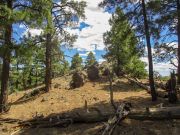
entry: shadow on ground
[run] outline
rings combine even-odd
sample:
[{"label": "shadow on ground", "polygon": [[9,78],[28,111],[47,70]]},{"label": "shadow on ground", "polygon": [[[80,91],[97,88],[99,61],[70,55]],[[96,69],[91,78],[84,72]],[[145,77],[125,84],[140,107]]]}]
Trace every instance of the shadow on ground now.
[{"label": "shadow on ground", "polygon": [[[130,97],[124,101],[131,102],[133,107],[153,107],[164,100],[158,100],[152,103],[150,98]],[[123,102],[118,101],[116,104]],[[99,102],[93,106],[89,106],[88,110],[90,113],[98,113],[94,108],[98,108],[100,111],[113,111],[111,105],[107,102]],[[76,114],[87,113],[85,108],[76,108],[63,114],[51,114],[52,116],[63,116],[63,115],[76,115]],[[44,119],[46,119],[44,118]],[[101,135],[104,123],[89,123],[89,124],[71,124],[67,128],[56,127],[56,128],[29,128],[23,129],[15,135]],[[179,135],[180,132],[180,121],[137,121],[125,119],[118,127],[114,130],[113,135]]]}]

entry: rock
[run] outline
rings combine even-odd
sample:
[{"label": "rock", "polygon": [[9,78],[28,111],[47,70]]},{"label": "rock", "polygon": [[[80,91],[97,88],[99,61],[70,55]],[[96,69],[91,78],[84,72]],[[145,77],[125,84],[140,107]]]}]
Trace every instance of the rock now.
[{"label": "rock", "polygon": [[72,76],[72,81],[70,82],[70,87],[72,89],[82,87],[86,81],[86,75],[83,72],[76,71]]},{"label": "rock", "polygon": [[42,98],[41,102],[45,102],[47,101],[47,99],[45,99],[44,97]]},{"label": "rock", "polygon": [[91,81],[99,79],[99,69],[96,65],[92,65],[87,69],[88,78]]},{"label": "rock", "polygon": [[58,84],[58,83],[56,83],[55,85],[54,85],[54,88],[56,89],[56,88],[60,88],[61,87],[61,84]]},{"label": "rock", "polygon": [[105,69],[103,70],[102,75],[103,75],[103,76],[108,76],[109,73],[110,73],[109,69],[108,69],[108,68],[105,68]]}]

+-------+

= Task prompt =
Give all of the items above as a two-column CSV with the headers "prompt" and "response". Use one row per item, put its text and its answer each in a single quoted field with line breaks turned into spaces, and leave the pictures out.

= Exercise output =
prompt,response
"entry: shadow on ground [run] outline rings combine even-odd sample: [{""label"": ""shadow on ground"", ""polygon"": [[9,78],[28,111],[47,70]]},{""label"": ""shadow on ground"", ""polygon"": [[[80,91],[97,88],[99,61],[70,55]],[[96,69],[91,78],[84,72]],[[145,77],[125,84],[140,107]]]}] Trace every instance of the shadow on ground now.","[{""label"": ""shadow on ground"", ""polygon"": [[[130,97],[124,101],[131,102],[133,107],[153,107],[164,100],[158,100],[152,103],[150,98]],[[123,102],[118,101],[116,104]],[[99,102],[93,106],[89,106],[88,110],[90,113],[98,113],[94,108],[98,108],[100,111],[113,111],[111,105],[107,102]],[[76,114],[87,113],[85,108],[76,108],[63,114],[51,114],[52,116],[63,116],[63,115],[76,115]],[[44,119],[46,119],[44,118]],[[101,135],[104,123],[89,123],[89,124],[71,124],[67,128],[56,127],[56,128],[29,128],[23,129],[15,135]],[[179,135],[180,132],[180,121],[137,121],[125,119],[118,127],[114,130],[113,135]]]}]"
"entry: rock [run] outline rings combine even-odd sample: [{""label"": ""rock"", ""polygon"": [[9,78],[28,111],[47,70]]},{""label"": ""rock"", ""polygon"": [[[80,91],[97,88],[99,61],[70,55]],[[96,69],[91,78],[84,72]],[[145,77],[125,84],[140,107]]]}] Trace every instance of the rock now.","[{""label"": ""rock"", ""polygon"": [[72,76],[72,81],[70,82],[70,87],[72,89],[82,87],[86,81],[86,75],[83,72],[76,71]]},{""label"": ""rock"", ""polygon"": [[42,98],[41,102],[45,102],[47,101],[47,99],[45,99],[44,97]]},{""label"": ""rock"", ""polygon"": [[91,81],[99,79],[99,69],[96,65],[92,65],[87,69],[88,78]]},{""label"": ""rock"", ""polygon"": [[58,84],[58,83],[56,83],[55,85],[54,85],[54,88],[56,89],[56,88],[60,88],[61,87],[61,84]]},{""label"": ""rock"", ""polygon"": [[105,69],[103,70],[102,75],[103,75],[103,76],[108,76],[109,73],[110,73],[109,69],[108,69],[108,68],[105,68]]}]"